* [Set task] Quote every one of the following lines verbatim, without changing a single character.

* [Material]
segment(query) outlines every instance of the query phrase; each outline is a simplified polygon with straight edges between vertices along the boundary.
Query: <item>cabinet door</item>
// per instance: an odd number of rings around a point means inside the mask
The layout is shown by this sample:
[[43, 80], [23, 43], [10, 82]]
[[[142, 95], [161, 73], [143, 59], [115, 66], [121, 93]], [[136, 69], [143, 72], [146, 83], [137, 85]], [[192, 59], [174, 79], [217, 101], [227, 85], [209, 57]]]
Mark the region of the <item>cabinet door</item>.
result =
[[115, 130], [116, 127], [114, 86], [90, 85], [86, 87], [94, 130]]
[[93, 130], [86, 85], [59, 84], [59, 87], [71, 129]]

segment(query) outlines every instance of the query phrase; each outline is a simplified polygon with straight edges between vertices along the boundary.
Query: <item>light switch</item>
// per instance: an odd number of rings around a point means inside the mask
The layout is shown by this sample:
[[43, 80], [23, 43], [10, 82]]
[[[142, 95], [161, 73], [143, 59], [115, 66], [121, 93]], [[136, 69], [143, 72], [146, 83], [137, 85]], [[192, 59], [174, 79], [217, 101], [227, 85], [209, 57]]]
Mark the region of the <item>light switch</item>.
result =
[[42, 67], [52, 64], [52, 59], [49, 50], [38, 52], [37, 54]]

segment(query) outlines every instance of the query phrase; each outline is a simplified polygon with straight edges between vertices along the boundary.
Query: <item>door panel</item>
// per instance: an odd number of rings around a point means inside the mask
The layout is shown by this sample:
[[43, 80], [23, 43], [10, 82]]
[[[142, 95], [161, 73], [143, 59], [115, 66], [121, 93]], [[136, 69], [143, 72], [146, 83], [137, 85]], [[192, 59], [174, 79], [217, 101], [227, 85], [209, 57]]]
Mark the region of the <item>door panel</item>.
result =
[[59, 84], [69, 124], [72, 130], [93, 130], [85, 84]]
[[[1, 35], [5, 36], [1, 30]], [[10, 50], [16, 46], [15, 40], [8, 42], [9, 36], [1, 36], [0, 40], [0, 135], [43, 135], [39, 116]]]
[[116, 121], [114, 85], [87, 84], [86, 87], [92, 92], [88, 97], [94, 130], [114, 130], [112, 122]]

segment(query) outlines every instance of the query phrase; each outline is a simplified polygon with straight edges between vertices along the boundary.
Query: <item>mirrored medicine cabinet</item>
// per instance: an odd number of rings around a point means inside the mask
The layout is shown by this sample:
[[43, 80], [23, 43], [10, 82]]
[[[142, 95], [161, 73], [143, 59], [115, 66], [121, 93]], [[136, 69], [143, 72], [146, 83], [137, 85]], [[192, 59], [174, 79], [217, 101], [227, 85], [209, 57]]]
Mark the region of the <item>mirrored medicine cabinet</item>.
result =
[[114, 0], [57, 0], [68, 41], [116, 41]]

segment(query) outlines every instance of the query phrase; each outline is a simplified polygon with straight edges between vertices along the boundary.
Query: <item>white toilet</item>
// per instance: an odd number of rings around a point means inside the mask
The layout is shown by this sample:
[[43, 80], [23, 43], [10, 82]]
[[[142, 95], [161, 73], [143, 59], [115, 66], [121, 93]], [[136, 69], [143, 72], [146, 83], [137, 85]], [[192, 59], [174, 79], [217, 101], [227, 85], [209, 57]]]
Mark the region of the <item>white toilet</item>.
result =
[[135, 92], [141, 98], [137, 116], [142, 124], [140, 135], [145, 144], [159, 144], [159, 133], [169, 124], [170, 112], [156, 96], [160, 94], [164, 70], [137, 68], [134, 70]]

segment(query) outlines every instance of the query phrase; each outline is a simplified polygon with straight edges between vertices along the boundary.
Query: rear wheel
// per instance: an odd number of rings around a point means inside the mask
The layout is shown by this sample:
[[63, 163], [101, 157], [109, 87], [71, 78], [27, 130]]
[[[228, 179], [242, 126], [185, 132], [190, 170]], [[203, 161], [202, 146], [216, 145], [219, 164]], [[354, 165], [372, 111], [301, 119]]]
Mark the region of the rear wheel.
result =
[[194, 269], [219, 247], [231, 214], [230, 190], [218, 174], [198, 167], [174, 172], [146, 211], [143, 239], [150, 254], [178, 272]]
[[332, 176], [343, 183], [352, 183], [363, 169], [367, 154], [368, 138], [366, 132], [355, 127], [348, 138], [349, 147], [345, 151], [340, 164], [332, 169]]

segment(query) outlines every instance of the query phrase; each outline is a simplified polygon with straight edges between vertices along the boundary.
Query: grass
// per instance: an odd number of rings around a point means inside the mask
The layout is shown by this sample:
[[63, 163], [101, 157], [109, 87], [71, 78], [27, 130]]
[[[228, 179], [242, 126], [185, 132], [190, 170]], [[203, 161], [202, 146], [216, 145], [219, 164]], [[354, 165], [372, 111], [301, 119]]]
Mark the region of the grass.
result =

* [Solution to this exercise]
segment(query) outlines every instance of the query phrase; each outline is a simplified polygon with straight edges between vertices along the boundary.
Query: <item>cabinet door</item>
// per instance: an odd number of rings around a point means inside the mask
The layout is shown by this sample:
[[43, 80], [23, 43], [10, 82]]
[[[142, 95], [161, 73], [143, 59], [115, 66], [121, 93]], [[136, 69], [143, 72], [146, 83], [137, 85]], [[192, 59], [174, 79], [217, 101], [227, 85], [209, 57]]]
Mark the region of the <item>cabinet door</item>.
result =
[[115, 130], [116, 127], [114, 86], [90, 85], [86, 87], [94, 130]]
[[93, 130], [86, 85], [59, 84], [59, 87], [71, 129]]

segment(query) outlines every instance of the query phrase; each outline is a simplified polygon with straight edges between vertices along the boundary.
Query: <item>light switch</item>
// per instance: an odd number of rings around a point means inside the mask
The layout is shown by this sample:
[[43, 80], [23, 43], [10, 82]]
[[[142, 95], [161, 73], [143, 59], [115, 66], [121, 93]], [[136, 69], [143, 72], [146, 83], [137, 85]], [[192, 59], [174, 79], [217, 101], [227, 85], [209, 57]]]
Mark the region of the <item>light switch</item>.
result =
[[42, 67], [52, 64], [52, 59], [49, 50], [38, 52], [37, 54]]

segment(query) outlines every instance of the query phrase; each outline is a simplified polygon with straight edges between vertices along the boundary.
Query: <item>door panel</item>
// per instance: an odd number of rings around a point means inside the mask
The layout is shown by this sample:
[[43, 80], [23, 43], [10, 82]]
[[[142, 95], [161, 73], [143, 59], [115, 66], [121, 93]], [[136, 69], [143, 72], [146, 83], [137, 85]], [[192, 59], [174, 79], [217, 101], [227, 85], [209, 57]]]
Mark the region of the <item>door panel</item>.
result =
[[59, 84], [69, 124], [72, 130], [93, 130], [85, 84]]
[[[1, 35], [5, 36], [1, 30]], [[10, 50], [16, 46], [15, 40], [8, 42], [9, 36], [1, 36], [0, 40], [0, 135], [43, 135], [39, 116]]]
[[116, 121], [114, 85], [87, 84], [86, 87], [92, 92], [88, 97], [94, 130], [114, 130], [112, 122]]

segment(query) outlines every instance of the query phrase; each outline is a simplified polygon with straight edges between vertices along the boundary.
Query: <item>mirrored medicine cabinet</item>
// per instance: an odd number of rings around a point means inside the mask
The layout is shown by this sample:
[[43, 80], [23, 43], [10, 82]]
[[[142, 95], [161, 73], [143, 59], [115, 66], [121, 93]], [[136, 69], [143, 72], [146, 83], [137, 85]], [[192, 59], [174, 79], [217, 101], [227, 85], [209, 57]]]
Mark the region of the <item>mirrored medicine cabinet</item>.
result =
[[114, 0], [57, 0], [68, 41], [116, 41]]

segment(query) outlines every instance of the query phrase; each outline is a simplified polygon with straight edges between vertices along the boundary.
Query: <item>white toilet</item>
// per instance: an odd number of rings around a point means inside the mask
The layout is shown by this sample:
[[43, 80], [23, 43], [10, 82]]
[[[142, 95], [161, 73], [143, 59], [115, 66], [121, 93]], [[136, 69], [143, 72], [146, 83], [137, 85]], [[192, 59], [174, 79], [217, 101], [227, 85], [209, 57]]]
Mark the region of the <item>white toilet</item>.
result =
[[135, 92], [141, 98], [137, 116], [142, 124], [140, 135], [145, 144], [159, 144], [159, 133], [169, 124], [170, 112], [156, 96], [160, 94], [164, 70], [137, 68], [134, 70]]

segment(query) outlines every instance of the query phrase; each outline is a simplified polygon with straight edges between vertices along the boundary.
Query: rear wheel
// per instance: an odd number of rings around a point means inside the mask
The layout is shown by this sample:
[[63, 163], [101, 157], [109, 87], [71, 78], [27, 130]]
[[[228, 179], [242, 126], [185, 132], [190, 170]], [[203, 161], [202, 146], [216, 145], [219, 164]], [[354, 165], [372, 111], [301, 119]]]
Mark the region of the rear wheel.
result =
[[194, 269], [219, 247], [231, 214], [230, 190], [218, 174], [198, 167], [174, 172], [146, 211], [143, 239], [150, 254], [178, 272]]
[[332, 176], [343, 183], [352, 183], [363, 169], [367, 154], [368, 138], [366, 132], [355, 127], [348, 138], [349, 147], [345, 151], [340, 164], [332, 169]]

segment(query) outlines every instance of the query phrase; each outline is a simplified polygon with straight edges between vertices along the boundary.
Query: grass
// per instance: an odd number of rings around a point means inside the mask
The layout is shown by this sample:
[[63, 163], [101, 157], [109, 87], [71, 78], [27, 130]]
[[[228, 179], [242, 126], [185, 132], [190, 170]], [[203, 161], [202, 146], [216, 145], [219, 164]], [[354, 165], [372, 111], [301, 119]]]
Mark the region of the grass.
result =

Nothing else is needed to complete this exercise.